- **TASK DESCRIPTION**: Write the data out again, exactly as given.

- **Region pointing data**:
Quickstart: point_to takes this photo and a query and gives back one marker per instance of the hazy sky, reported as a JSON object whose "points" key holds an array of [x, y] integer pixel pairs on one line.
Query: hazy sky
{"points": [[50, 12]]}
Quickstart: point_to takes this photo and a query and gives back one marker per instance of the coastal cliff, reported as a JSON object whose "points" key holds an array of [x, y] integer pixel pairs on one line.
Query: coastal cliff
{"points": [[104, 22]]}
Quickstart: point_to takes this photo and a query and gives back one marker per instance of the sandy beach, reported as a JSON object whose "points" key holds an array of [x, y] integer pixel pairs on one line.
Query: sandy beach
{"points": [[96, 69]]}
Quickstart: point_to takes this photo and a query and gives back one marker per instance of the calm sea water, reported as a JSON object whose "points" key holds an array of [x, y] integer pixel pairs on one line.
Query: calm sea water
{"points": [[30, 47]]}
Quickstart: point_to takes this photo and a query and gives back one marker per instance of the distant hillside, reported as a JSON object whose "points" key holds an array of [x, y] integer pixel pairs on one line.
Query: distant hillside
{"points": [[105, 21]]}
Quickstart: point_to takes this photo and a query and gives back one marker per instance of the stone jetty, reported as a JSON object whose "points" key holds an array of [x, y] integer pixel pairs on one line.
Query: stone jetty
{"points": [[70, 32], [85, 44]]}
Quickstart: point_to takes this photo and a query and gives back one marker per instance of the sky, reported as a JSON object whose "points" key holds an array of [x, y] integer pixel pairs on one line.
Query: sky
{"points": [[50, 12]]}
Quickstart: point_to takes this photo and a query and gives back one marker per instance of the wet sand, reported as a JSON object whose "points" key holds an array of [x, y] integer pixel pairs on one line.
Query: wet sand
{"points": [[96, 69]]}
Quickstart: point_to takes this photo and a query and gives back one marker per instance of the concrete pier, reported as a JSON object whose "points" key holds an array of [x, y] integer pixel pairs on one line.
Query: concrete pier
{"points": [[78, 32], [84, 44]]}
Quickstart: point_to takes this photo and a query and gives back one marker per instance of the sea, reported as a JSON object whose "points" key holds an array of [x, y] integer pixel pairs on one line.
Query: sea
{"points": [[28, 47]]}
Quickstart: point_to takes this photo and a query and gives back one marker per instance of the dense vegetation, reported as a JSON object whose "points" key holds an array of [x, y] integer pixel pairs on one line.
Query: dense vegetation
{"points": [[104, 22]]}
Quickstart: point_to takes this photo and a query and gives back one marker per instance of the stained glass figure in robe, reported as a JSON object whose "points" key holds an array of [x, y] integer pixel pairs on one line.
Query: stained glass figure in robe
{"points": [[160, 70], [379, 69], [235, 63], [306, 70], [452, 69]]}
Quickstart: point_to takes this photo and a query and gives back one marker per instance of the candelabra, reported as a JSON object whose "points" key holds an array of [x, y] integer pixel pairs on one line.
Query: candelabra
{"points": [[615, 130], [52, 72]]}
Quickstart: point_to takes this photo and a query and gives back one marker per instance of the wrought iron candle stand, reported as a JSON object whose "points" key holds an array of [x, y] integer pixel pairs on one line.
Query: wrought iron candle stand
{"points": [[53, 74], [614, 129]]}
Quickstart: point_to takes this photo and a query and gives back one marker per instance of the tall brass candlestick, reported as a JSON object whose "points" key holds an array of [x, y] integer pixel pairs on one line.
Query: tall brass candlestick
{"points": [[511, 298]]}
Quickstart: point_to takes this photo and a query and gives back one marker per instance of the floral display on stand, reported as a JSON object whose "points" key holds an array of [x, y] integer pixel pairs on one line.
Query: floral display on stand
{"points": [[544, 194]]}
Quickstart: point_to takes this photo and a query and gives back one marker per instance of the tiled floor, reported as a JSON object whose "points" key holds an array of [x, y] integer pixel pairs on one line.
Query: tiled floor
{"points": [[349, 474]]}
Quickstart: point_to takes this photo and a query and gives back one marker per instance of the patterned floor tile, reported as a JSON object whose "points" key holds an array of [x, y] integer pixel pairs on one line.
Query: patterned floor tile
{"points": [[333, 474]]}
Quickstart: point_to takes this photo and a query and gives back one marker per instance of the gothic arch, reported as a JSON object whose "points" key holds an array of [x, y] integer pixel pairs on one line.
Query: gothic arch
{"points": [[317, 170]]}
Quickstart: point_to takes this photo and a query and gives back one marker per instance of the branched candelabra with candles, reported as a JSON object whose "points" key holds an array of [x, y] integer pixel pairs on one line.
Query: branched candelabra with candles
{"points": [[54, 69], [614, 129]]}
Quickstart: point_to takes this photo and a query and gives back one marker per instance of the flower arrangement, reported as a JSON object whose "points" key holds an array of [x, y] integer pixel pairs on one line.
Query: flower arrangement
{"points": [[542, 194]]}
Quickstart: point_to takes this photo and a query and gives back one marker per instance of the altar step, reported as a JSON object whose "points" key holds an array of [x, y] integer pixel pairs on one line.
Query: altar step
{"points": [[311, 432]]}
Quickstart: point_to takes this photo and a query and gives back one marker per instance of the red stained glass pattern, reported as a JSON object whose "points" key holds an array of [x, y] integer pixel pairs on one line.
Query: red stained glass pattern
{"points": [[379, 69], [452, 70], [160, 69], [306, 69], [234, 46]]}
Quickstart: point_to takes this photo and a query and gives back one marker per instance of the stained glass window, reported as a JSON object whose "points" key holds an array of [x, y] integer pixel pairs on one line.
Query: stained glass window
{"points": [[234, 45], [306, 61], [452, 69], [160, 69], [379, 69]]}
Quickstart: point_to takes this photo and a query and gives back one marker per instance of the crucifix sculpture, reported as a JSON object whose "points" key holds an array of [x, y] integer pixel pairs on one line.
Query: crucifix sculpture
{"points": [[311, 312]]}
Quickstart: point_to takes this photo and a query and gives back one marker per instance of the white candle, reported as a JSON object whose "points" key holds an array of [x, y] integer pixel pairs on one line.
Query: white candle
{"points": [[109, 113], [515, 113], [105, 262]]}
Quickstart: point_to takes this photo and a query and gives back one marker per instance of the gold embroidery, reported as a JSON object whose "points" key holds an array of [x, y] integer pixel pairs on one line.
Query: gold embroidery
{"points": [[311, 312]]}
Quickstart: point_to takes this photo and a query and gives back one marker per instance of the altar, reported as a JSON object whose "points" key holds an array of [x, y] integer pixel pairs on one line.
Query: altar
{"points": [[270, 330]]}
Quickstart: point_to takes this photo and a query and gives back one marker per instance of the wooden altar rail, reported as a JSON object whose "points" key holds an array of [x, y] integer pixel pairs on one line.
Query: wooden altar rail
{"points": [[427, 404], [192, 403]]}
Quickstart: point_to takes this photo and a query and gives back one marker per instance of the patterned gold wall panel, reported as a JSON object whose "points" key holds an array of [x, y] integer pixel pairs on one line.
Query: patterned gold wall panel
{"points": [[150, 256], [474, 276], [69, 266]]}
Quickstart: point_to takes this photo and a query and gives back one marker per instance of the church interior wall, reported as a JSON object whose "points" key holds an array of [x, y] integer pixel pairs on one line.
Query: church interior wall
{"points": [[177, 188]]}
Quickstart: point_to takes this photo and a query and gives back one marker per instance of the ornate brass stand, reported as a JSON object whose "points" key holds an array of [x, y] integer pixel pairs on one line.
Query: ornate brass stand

- **RESULT FOR THIS EXERCISE**:
Quickstart: point_to takes this photo and a query and gives back one marker per instance of the hazy sky, reported as a JSON object whose "points" key holds an array of [x, y] integer pixel pairs on one line.
Query: hazy sky
{"points": [[50, 12]]}
Quickstart: point_to takes this photo and a query and gives back one marker per instance of the coastal cliff, reported as a JSON object whose "points" key holds an array of [x, y] integer pixel pairs on one line.
Query: coastal cliff
{"points": [[104, 22]]}
Quickstart: point_to takes this photo and a query and gives back one marker per instance of the sandy beach, reported as a JSON object whose "points" key holds an array of [x, y] integer pixel pairs on one line.
Query: sandy beach
{"points": [[96, 69]]}
Quickstart: point_to takes this photo and a query and gives back one marker per instance of the calm sea water, reported as a JSON object whose "points" key holds an array of [x, y] integer pixel pairs on one line.
Query: calm sea water
{"points": [[30, 47]]}
Quickstart: point_to takes this photo and a query and gives back one marker per instance of the distant hillside, reported as a JSON object whose "points" key holds an array of [x, y] integer pixel pairs on one line.
Query: distant hillside
{"points": [[105, 21]]}
Quickstart: point_to takes this photo and a query and gives back one marker per instance of the stone jetty, reported as a JSON object whose "points" key holds an array of [x, y] integer pixel pairs on one line.
Query: stone jetty
{"points": [[70, 32], [85, 44]]}
Quickstart: point_to takes this photo and a query and gives back one marker per instance of the sky, reported as a JSON object whose "points" key holds an array of [x, y] integer pixel pairs on one line.
Query: sky
{"points": [[50, 12]]}
Quickstart: point_to takes this photo and a query and gives back one marker per instance of the wet sand, reported as a JSON object whose "points" key holds an array of [x, y] integer pixel pairs on one line.
Query: wet sand
{"points": [[96, 69]]}
Quickstart: point_to takes this photo and a query and gives back one marker per instance of the concrete pier, reported as a JSON object whose "points" key holds an array of [x, y] integer pixel pairs on one line.
Query: concrete pier
{"points": [[78, 32], [84, 44]]}
Quickstart: point_to takes this photo and a query and gives back one marker per instance of the sea, reported as a JSON object whose "points" key holds an array of [x, y] integer pixel pairs on one line.
Query: sea
{"points": [[28, 47]]}
Quickstart: point_to takes this photo and a query and gives back one marker per instance of the dense vegetation, reported as a JSON object whose "points" key holds an array of [x, y] integer pixel pairs on one line.
Query: dense vegetation
{"points": [[104, 22]]}
Quickstart: point_to takes this photo and a query and gives back one marker per instance of the stained glass figure in robe, reported as a JSON object whose "points" key holds an array of [x, y] integer pixel pairs on one line.
Query: stained glass figure in robe
{"points": [[160, 70], [379, 69], [235, 63], [306, 70], [452, 69]]}
Quickstart: point_to takes this photo and a query and gives back one marker per instance of the candelabra, reported as a JSON object whose "points" key holds an array of [x, y] integer pixel pairs on one line.
Query: candelabra
{"points": [[615, 130], [52, 72]]}
Quickstart: point_to takes this photo and a query and gives back one marker per instance of the wrought iron candle stand, reported as a JSON object whose "points" key holds an array of [x, y] integer pixel pairs on one line.
Query: wrought iron candle stand
{"points": [[53, 74], [614, 129]]}
Quickstart: point_to takes this photo and a query and gives back one marker per instance of the tall brass candlestick, reported as a JSON object whose "points" key holds an array of [x, y] integer pixel pairs on one line.
Query: tall brass candlestick
{"points": [[511, 298]]}
Quickstart: point_to takes this photo and a query and gives back one marker per instance of the floral display on stand, reported as a JSON object whose "points" key holds an array of [x, y] integer pixel pairs on one line.
Query: floral display on stand
{"points": [[544, 194]]}
Quickstart: point_to takes this photo and a query and gives back one marker per instance of the tiled floor, reported as a JSON object whose "points" key holds an array of [x, y] integer pixel pairs on one line.
Query: tiled floor
{"points": [[349, 474]]}
Quickstart: point_to takes this photo and a query and gives back one marker per instance of the patterned floor tile, reported as a JSON object whose "points" key holds an array of [x, y] integer pixel pairs on one line.
Query: patterned floor tile
{"points": [[333, 474]]}
Quickstart: point_to takes this photo and a query and gives back one marker per instance of the gothic arch, reported as a JSON object whose "points" key holds an array of [x, y] integer pixel pairs on one line.
Query: gothic arch
{"points": [[317, 170]]}
Quickstart: point_to takes this photo and a query and gives back one marker per instance of the branched candelabra with candles, reported as a JSON object whose "points" key holds an array of [x, y] integer pixel pairs on one line.
Query: branched candelabra with candles
{"points": [[54, 69], [614, 129]]}
Quickstart: point_to takes this photo and a query and gives back one marker per instance of the flower arrangement, reported as a JSON object whose "points" key holds an array of [x, y] integer pixel pairs on one line.
Query: flower arrangement
{"points": [[542, 194]]}
Quickstart: point_to takes this photo and a query and gives back one marker per instance of the altar step, reported as a JSON object whose "points" key holds an array of [x, y] integer pixel pairs on one line.
Query: altar step
{"points": [[311, 432]]}
Quickstart: point_to takes this photo and a query and gives back one marker per instance of the red stained glass pattern, reported as a JSON object whose "points" key holds an array of [x, y] integer pixel pairs on one line.
Query: red stained glass pattern
{"points": [[379, 69], [452, 70], [160, 69], [306, 69], [234, 46]]}
Quickstart: point_to takes this photo and a query and gives back one marker per instance of the stained glass window, reported as a JSON object whose "points" key holds an array of [x, y] integer pixel pairs on one line.
Query: stained glass window
{"points": [[234, 45], [306, 61], [452, 69], [160, 69], [379, 69]]}
Quickstart: point_to takes this photo and a query and gives back one marker per instance of the crucifix sculpture, reported as a JSON object whose "points" key holds an array of [x, y] integer pixel pairs on one line.
Query: crucifix sculpture
{"points": [[311, 312]]}
Quickstart: point_to takes this photo and a query and gives back one marker per instance of the white candle, reported as a JSON object whose "points" key holds an array of [x, y] integer pixel pairs on one line.
Query: white candle
{"points": [[109, 113], [515, 113], [105, 262]]}
Quickstart: point_to takes this photo and a query and gives back one marker per instance of the gold embroidery, reported as a JSON object whose "points" key holds an array of [x, y] integer pixel pairs on one line.
Query: gold embroidery
{"points": [[311, 312]]}
Quickstart: point_to takes this photo and a query and gives back one marker per instance of the altar, reported as a JSON object whose "points" key holds an array of [x, y] integer pixel pairs on one line.
Query: altar
{"points": [[270, 330]]}
Quickstart: point_to takes this photo and a query and gives back one marker per instance of the wooden altar rail, reported as a JSON object whose "points" key holds an array of [x, y] integer pixel pairs on one line.
Query: wooden altar rail
{"points": [[427, 404], [192, 403]]}
Quickstart: point_to takes this photo and a query and gives back one marker per instance of the patterned gold wall panel, reported as a JSON object whose "points" key holds an array of [x, y] integer pixel pairs on one line.
Query: patterned gold wall panel
{"points": [[150, 256], [474, 276], [69, 266]]}
Quickstart: point_to takes this photo and a query and gives back one marker per instance of the church interior wall, reported as a JSON object whose "points" key holds an array of [x, y] integer pixel pairs on one line.
Query: church interior wall
{"points": [[177, 188]]}
Quickstart: point_to takes this photo and a query and gives back one marker per instance of the ornate brass stand, reported as a JSON object whose "points" key holds an array of [x, y] integer pixel pairs on one line.
Query: ornate brass stand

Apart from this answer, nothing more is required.